• [TASK DIRECTIONS]: Write out exactly the lines of the material below, beginning at the top and ending at the line that contains "Target: stone".

• [DATASET]:
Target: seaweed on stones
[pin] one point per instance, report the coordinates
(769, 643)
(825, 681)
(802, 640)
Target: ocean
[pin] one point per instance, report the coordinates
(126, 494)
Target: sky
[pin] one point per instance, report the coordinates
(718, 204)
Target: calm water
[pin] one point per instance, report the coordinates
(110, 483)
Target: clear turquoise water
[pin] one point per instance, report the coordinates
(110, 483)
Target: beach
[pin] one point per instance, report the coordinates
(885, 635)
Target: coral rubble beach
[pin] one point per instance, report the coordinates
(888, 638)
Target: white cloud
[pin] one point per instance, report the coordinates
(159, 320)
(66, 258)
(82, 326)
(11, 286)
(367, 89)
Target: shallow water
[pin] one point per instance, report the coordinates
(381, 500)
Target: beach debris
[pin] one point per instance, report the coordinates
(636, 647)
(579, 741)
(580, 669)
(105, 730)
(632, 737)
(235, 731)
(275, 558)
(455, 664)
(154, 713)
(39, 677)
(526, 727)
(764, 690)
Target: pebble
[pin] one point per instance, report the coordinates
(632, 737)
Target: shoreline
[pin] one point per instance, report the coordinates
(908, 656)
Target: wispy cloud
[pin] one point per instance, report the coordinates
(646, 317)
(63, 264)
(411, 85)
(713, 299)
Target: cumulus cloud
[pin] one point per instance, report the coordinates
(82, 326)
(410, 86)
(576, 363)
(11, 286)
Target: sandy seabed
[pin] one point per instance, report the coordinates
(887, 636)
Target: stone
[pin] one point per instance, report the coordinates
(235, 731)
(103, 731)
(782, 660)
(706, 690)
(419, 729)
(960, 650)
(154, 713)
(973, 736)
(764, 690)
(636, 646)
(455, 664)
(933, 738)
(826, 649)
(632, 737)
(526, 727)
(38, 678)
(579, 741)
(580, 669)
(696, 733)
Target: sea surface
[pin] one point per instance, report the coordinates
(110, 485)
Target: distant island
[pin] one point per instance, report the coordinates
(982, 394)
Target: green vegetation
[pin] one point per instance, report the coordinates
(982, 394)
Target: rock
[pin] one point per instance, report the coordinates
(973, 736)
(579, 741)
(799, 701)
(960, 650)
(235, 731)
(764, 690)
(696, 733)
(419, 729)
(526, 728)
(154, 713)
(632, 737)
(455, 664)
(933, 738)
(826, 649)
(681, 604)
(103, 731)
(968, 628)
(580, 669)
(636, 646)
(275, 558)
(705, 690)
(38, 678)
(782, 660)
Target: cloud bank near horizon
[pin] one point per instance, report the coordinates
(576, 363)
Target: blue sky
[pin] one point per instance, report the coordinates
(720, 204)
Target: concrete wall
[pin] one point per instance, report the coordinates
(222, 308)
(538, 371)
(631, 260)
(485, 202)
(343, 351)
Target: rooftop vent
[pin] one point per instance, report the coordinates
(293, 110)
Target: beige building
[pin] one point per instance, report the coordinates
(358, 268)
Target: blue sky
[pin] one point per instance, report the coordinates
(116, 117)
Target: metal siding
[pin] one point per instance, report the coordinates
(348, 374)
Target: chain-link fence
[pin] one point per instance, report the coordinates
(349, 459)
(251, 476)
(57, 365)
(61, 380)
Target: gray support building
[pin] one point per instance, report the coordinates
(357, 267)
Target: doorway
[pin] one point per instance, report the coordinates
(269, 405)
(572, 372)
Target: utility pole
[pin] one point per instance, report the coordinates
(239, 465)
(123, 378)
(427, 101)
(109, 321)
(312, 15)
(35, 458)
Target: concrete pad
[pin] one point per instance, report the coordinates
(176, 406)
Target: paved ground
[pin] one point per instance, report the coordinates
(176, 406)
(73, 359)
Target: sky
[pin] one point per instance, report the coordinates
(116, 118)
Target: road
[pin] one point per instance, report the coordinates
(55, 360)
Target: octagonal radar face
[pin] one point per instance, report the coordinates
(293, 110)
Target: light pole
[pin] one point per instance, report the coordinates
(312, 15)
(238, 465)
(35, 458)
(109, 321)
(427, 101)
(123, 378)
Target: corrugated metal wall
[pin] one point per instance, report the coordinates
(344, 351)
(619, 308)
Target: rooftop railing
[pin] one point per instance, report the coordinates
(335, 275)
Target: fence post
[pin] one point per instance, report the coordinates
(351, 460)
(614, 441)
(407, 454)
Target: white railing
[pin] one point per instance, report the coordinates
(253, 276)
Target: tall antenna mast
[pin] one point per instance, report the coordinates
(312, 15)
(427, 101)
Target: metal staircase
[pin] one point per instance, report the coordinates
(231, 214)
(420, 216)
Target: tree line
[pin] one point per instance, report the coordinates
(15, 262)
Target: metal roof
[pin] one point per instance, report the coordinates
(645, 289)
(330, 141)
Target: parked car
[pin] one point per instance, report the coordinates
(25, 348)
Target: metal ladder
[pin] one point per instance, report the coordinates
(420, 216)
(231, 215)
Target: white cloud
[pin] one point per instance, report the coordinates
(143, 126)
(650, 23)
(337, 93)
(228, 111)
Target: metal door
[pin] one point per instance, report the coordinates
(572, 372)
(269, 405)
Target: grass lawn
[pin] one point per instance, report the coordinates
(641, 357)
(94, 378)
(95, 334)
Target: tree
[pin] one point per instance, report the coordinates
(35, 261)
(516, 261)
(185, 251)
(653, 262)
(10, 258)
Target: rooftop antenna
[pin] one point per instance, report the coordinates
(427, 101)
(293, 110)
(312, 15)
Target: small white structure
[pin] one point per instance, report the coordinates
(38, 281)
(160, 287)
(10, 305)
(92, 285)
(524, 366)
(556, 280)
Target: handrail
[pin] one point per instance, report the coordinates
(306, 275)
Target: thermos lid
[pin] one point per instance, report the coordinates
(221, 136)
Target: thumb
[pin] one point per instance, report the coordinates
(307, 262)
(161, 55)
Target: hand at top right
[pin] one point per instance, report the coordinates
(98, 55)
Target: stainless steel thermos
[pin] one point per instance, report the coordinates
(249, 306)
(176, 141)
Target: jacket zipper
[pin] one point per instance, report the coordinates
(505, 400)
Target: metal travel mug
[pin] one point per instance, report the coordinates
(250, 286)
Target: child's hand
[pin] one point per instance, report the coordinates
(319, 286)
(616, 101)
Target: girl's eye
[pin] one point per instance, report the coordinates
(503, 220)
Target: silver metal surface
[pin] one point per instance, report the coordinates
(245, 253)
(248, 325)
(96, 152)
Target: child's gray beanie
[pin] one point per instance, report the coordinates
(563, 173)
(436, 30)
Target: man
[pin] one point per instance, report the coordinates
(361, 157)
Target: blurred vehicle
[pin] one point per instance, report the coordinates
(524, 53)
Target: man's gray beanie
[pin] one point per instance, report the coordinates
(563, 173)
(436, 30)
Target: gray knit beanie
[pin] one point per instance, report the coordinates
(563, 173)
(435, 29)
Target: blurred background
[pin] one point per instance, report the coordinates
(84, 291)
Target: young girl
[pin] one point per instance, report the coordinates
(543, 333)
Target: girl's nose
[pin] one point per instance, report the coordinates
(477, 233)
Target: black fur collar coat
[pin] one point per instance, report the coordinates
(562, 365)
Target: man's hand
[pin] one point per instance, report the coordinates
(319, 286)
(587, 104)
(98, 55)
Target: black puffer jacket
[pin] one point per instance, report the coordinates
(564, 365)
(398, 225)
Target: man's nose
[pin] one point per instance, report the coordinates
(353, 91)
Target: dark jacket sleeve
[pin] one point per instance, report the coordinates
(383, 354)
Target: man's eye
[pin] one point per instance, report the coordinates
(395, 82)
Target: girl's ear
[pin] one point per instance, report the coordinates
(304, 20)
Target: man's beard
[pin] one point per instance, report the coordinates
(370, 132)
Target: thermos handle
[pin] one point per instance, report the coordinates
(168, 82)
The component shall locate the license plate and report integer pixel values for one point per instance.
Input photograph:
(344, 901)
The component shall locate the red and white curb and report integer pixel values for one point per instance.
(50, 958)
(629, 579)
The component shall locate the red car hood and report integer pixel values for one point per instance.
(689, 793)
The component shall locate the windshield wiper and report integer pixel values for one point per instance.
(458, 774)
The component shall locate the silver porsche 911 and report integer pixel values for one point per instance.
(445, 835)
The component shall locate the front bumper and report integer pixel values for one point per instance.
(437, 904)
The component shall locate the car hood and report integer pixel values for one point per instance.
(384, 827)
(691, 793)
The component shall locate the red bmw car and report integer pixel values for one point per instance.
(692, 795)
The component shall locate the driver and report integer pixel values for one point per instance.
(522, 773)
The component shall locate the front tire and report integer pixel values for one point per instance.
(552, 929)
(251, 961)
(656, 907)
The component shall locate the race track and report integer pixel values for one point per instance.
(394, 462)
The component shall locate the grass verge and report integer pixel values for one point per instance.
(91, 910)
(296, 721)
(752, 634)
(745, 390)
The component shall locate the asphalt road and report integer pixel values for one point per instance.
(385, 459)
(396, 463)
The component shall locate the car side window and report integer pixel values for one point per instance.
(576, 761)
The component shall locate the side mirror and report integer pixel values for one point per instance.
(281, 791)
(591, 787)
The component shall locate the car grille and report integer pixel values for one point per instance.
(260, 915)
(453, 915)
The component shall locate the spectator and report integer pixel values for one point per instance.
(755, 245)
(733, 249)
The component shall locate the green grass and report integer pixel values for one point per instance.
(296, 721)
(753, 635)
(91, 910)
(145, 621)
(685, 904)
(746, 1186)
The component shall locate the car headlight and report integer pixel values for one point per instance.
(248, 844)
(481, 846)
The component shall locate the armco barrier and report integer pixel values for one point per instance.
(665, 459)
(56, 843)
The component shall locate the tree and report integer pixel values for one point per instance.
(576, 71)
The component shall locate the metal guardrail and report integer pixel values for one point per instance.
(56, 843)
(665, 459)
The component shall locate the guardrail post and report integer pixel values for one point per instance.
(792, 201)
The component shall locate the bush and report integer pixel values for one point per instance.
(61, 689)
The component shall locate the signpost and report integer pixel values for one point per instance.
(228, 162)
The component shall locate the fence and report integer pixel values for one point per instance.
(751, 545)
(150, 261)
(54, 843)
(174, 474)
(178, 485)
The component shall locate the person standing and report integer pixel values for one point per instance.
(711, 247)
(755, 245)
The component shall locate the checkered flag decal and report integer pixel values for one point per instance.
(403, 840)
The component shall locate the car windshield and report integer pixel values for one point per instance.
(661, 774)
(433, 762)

• [TASK OUTPUT]:
Target: seaweed on stones
[pin] one point per instance, report the coordinates
(769, 643)
(825, 681)
(802, 640)
Target: ocean
[pin] one point per instance, report the coordinates
(126, 494)
Target: sky
[pin] one point per instance, report the coordinates
(718, 204)
Target: calm water
[pin] one point per instance, report the coordinates
(110, 483)
Target: clear turquoise water
[pin] one point per instance, report the coordinates
(110, 483)
Target: beach
[pin] one point per instance, report the coordinates
(885, 635)
Target: coral rubble beach
[pin] one point per instance, report the coordinates
(888, 638)
Target: white cloud
[pin] one point per instance, report the coordinates
(159, 320)
(66, 258)
(82, 326)
(11, 286)
(367, 89)
Target: shallow water
[pin] one point per instance, report the coordinates
(381, 500)
Target: beach debris
[pin] one point per instance, report the coordinates
(636, 647)
(579, 741)
(580, 669)
(105, 730)
(632, 737)
(235, 731)
(275, 558)
(455, 664)
(154, 713)
(39, 677)
(526, 727)
(764, 690)
Target: pebble
[pin] one point per instance, report the coordinates
(632, 737)
Target: shoreline
[pin] one point per instance, report the coordinates
(908, 656)
Target: wispy cloud
[pin] one point per instance, report the coordinates
(646, 317)
(63, 264)
(411, 85)
(713, 299)
Target: cumulus cloud
[pin] one point per instance, report the coordinates
(82, 326)
(410, 86)
(576, 363)
(11, 286)
Target: sandy seabed
[pin] one point per instance, report the coordinates
(887, 636)
Target: stone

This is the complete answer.